== Do this ==
Reproduce the listing below in its entirety. Change nothing.

== Records provided ==
*-*-*

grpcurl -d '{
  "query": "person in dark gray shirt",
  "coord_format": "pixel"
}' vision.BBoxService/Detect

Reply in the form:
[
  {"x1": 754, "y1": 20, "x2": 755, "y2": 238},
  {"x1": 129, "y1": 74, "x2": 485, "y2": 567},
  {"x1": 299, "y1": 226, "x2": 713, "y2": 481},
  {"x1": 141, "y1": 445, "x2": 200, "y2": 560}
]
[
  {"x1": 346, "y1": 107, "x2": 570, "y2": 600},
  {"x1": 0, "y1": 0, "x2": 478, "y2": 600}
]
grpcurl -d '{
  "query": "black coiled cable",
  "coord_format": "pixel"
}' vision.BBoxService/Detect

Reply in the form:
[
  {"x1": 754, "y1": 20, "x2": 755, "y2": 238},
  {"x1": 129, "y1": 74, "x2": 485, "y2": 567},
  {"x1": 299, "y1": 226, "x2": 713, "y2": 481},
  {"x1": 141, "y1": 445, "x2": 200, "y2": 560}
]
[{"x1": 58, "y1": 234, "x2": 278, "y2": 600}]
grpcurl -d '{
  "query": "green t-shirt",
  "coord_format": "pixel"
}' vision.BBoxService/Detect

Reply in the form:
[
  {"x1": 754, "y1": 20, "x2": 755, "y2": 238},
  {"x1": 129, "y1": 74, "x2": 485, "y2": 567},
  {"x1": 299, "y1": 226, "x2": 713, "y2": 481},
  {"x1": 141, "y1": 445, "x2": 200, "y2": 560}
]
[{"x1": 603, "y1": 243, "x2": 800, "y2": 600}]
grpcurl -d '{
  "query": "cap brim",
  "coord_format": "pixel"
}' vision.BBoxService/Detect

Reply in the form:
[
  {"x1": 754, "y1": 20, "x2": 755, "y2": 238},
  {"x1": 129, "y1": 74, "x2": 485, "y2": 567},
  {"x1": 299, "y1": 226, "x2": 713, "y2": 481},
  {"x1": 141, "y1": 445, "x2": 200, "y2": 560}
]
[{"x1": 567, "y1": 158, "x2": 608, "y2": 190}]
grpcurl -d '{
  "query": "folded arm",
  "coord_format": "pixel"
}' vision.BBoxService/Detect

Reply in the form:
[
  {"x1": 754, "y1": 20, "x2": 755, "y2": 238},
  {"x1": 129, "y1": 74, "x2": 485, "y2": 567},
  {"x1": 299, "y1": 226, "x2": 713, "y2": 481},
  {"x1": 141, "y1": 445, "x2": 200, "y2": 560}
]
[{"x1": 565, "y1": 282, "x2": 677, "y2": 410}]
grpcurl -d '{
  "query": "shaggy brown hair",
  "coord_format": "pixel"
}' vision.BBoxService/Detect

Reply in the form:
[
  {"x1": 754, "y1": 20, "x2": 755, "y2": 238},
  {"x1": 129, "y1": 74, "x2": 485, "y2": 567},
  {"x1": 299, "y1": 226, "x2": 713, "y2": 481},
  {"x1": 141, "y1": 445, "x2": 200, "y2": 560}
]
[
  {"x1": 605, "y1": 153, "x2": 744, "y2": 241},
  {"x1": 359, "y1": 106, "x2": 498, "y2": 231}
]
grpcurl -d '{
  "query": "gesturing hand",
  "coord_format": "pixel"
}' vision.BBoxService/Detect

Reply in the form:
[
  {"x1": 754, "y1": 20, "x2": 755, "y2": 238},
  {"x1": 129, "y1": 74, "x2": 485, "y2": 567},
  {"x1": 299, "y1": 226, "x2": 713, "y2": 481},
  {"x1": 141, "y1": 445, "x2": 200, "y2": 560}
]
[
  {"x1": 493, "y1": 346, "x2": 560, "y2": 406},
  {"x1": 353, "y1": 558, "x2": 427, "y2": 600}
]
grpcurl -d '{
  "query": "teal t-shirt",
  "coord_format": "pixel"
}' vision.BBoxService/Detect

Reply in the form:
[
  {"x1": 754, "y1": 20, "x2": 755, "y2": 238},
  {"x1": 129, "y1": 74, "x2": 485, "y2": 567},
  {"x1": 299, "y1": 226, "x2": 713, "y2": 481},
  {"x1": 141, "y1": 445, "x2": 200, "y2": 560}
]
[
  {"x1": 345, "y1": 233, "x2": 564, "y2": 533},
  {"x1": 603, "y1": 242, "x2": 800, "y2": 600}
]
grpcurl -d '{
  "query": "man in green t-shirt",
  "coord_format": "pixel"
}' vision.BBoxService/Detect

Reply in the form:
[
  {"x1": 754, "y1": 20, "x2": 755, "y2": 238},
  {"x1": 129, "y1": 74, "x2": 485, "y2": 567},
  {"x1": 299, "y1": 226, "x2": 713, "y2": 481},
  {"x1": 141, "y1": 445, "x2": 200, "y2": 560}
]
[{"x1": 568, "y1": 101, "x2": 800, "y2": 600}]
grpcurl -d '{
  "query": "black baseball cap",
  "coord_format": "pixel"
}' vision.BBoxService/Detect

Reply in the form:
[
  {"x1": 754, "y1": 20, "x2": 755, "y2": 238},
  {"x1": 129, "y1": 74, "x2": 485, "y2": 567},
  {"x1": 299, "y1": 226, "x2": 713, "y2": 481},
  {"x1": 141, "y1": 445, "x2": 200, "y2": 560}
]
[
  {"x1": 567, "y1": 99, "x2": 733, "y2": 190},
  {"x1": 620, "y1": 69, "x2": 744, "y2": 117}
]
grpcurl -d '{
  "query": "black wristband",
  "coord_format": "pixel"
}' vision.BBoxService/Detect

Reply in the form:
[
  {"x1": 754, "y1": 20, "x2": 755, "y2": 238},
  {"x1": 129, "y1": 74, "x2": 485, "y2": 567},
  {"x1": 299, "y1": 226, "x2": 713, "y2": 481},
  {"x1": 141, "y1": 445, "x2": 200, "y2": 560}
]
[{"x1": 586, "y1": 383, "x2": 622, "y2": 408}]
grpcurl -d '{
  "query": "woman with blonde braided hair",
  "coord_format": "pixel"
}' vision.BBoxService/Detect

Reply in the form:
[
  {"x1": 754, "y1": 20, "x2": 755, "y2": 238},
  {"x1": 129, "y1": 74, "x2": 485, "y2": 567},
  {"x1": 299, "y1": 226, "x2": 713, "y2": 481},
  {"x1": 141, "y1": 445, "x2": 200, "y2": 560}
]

*-*-*

== Response to this exercise ==
grpcurl -d '{
  "query": "person in dark gray shirt",
  "coord_format": "pixel"
}' vision.BBoxService/Detect

Reply in the form:
[
  {"x1": 754, "y1": 20, "x2": 755, "y2": 238},
  {"x1": 129, "y1": 74, "x2": 485, "y2": 567},
  {"x1": 299, "y1": 226, "x2": 713, "y2": 481},
  {"x1": 141, "y1": 445, "x2": 200, "y2": 560}
]
[
  {"x1": 346, "y1": 107, "x2": 570, "y2": 600},
  {"x1": 0, "y1": 0, "x2": 478, "y2": 600}
]
grpcurl -d '{
  "query": "black coiled cable",
  "coord_format": "pixel"
}' vision.BBoxService/Detect

Reply in the form:
[
  {"x1": 754, "y1": 20, "x2": 755, "y2": 238},
  {"x1": 129, "y1": 74, "x2": 485, "y2": 567},
  {"x1": 299, "y1": 226, "x2": 713, "y2": 481},
  {"x1": 141, "y1": 445, "x2": 200, "y2": 560}
]
[{"x1": 58, "y1": 234, "x2": 278, "y2": 600}]
grpcurl -d '{
  "query": "green t-shirt",
  "coord_format": "pixel"
}' vision.BBoxService/Detect

Reply in the form:
[
  {"x1": 754, "y1": 20, "x2": 755, "y2": 238},
  {"x1": 129, "y1": 74, "x2": 485, "y2": 567},
  {"x1": 299, "y1": 226, "x2": 713, "y2": 481},
  {"x1": 141, "y1": 445, "x2": 200, "y2": 560}
]
[{"x1": 603, "y1": 243, "x2": 800, "y2": 600}]
grpcurl -d '{
  "query": "cap brim",
  "coord_format": "pixel"
}' vision.BBoxService/Detect

Reply in the form:
[
  {"x1": 754, "y1": 20, "x2": 755, "y2": 238},
  {"x1": 129, "y1": 74, "x2": 485, "y2": 567},
  {"x1": 299, "y1": 226, "x2": 713, "y2": 481},
  {"x1": 141, "y1": 445, "x2": 200, "y2": 560}
]
[{"x1": 567, "y1": 158, "x2": 608, "y2": 190}]
grpcurl -d '{
  "query": "folded arm",
  "coord_format": "pixel"
}' vision.BBoxService/Detect

Reply in the form:
[
  {"x1": 754, "y1": 20, "x2": 755, "y2": 238},
  {"x1": 129, "y1": 74, "x2": 485, "y2": 567},
  {"x1": 299, "y1": 226, "x2": 713, "y2": 481},
  {"x1": 141, "y1": 445, "x2": 200, "y2": 560}
]
[{"x1": 565, "y1": 282, "x2": 677, "y2": 410}]
grpcurl -d '{
  "query": "shaggy brown hair",
  "coord_format": "pixel"
}' vision.BBoxService/Detect

Reply in the form:
[
  {"x1": 754, "y1": 20, "x2": 755, "y2": 238},
  {"x1": 129, "y1": 74, "x2": 485, "y2": 567},
  {"x1": 299, "y1": 226, "x2": 713, "y2": 481},
  {"x1": 141, "y1": 445, "x2": 200, "y2": 560}
]
[
  {"x1": 605, "y1": 153, "x2": 744, "y2": 241},
  {"x1": 359, "y1": 106, "x2": 498, "y2": 231}
]
grpcurl -d '{
  "query": "gesturing hand",
  "coord_format": "pixel"
}' vision.BBoxService/Detect

Reply in the form:
[
  {"x1": 754, "y1": 20, "x2": 755, "y2": 238},
  {"x1": 129, "y1": 74, "x2": 485, "y2": 567},
  {"x1": 299, "y1": 226, "x2": 713, "y2": 481},
  {"x1": 141, "y1": 445, "x2": 200, "y2": 560}
]
[
  {"x1": 493, "y1": 346, "x2": 560, "y2": 406},
  {"x1": 353, "y1": 558, "x2": 427, "y2": 600}
]
grpcurl -d '{
  "query": "teal t-shirt",
  "coord_format": "pixel"
}' vision.BBoxService/Detect

Reply in the form:
[
  {"x1": 754, "y1": 20, "x2": 755, "y2": 238},
  {"x1": 129, "y1": 74, "x2": 485, "y2": 567},
  {"x1": 299, "y1": 226, "x2": 713, "y2": 481},
  {"x1": 141, "y1": 445, "x2": 200, "y2": 560}
]
[
  {"x1": 345, "y1": 233, "x2": 564, "y2": 533},
  {"x1": 603, "y1": 242, "x2": 800, "y2": 600}
]
grpcurl -d '{
  "query": "man in green t-shirt",
  "coord_format": "pixel"
}' vision.BBoxService/Detect

Reply in the form:
[
  {"x1": 754, "y1": 20, "x2": 755, "y2": 238},
  {"x1": 129, "y1": 74, "x2": 485, "y2": 567},
  {"x1": 299, "y1": 226, "x2": 713, "y2": 481},
  {"x1": 141, "y1": 445, "x2": 200, "y2": 560}
]
[{"x1": 568, "y1": 101, "x2": 800, "y2": 600}]
grpcurl -d '{
  "query": "black baseball cap",
  "coord_format": "pixel"
}' vision.BBoxService/Detect

Reply in the form:
[
  {"x1": 754, "y1": 20, "x2": 755, "y2": 238},
  {"x1": 129, "y1": 74, "x2": 485, "y2": 567},
  {"x1": 299, "y1": 226, "x2": 713, "y2": 481},
  {"x1": 141, "y1": 445, "x2": 200, "y2": 560}
]
[
  {"x1": 567, "y1": 99, "x2": 733, "y2": 190},
  {"x1": 620, "y1": 69, "x2": 744, "y2": 117}
]
grpcurl -d '{
  "query": "black wristband",
  "coord_format": "pixel"
}' vision.BBoxService/Detect

Reply in the form:
[
  {"x1": 754, "y1": 20, "x2": 755, "y2": 238},
  {"x1": 129, "y1": 74, "x2": 485, "y2": 567},
  {"x1": 299, "y1": 226, "x2": 713, "y2": 481},
  {"x1": 141, "y1": 445, "x2": 200, "y2": 560}
]
[{"x1": 586, "y1": 383, "x2": 622, "y2": 408}]
grpcurl -d '{
  "query": "woman with blonde braided hair",
  "coord_format": "pixel"
}' vision.BBoxService/Detect

Reply in the form:
[
  {"x1": 754, "y1": 20, "x2": 755, "y2": 238},
  {"x1": 129, "y1": 74, "x2": 485, "y2": 567},
  {"x1": 299, "y1": 226, "x2": 713, "y2": 481},
  {"x1": 141, "y1": 445, "x2": 200, "y2": 560}
]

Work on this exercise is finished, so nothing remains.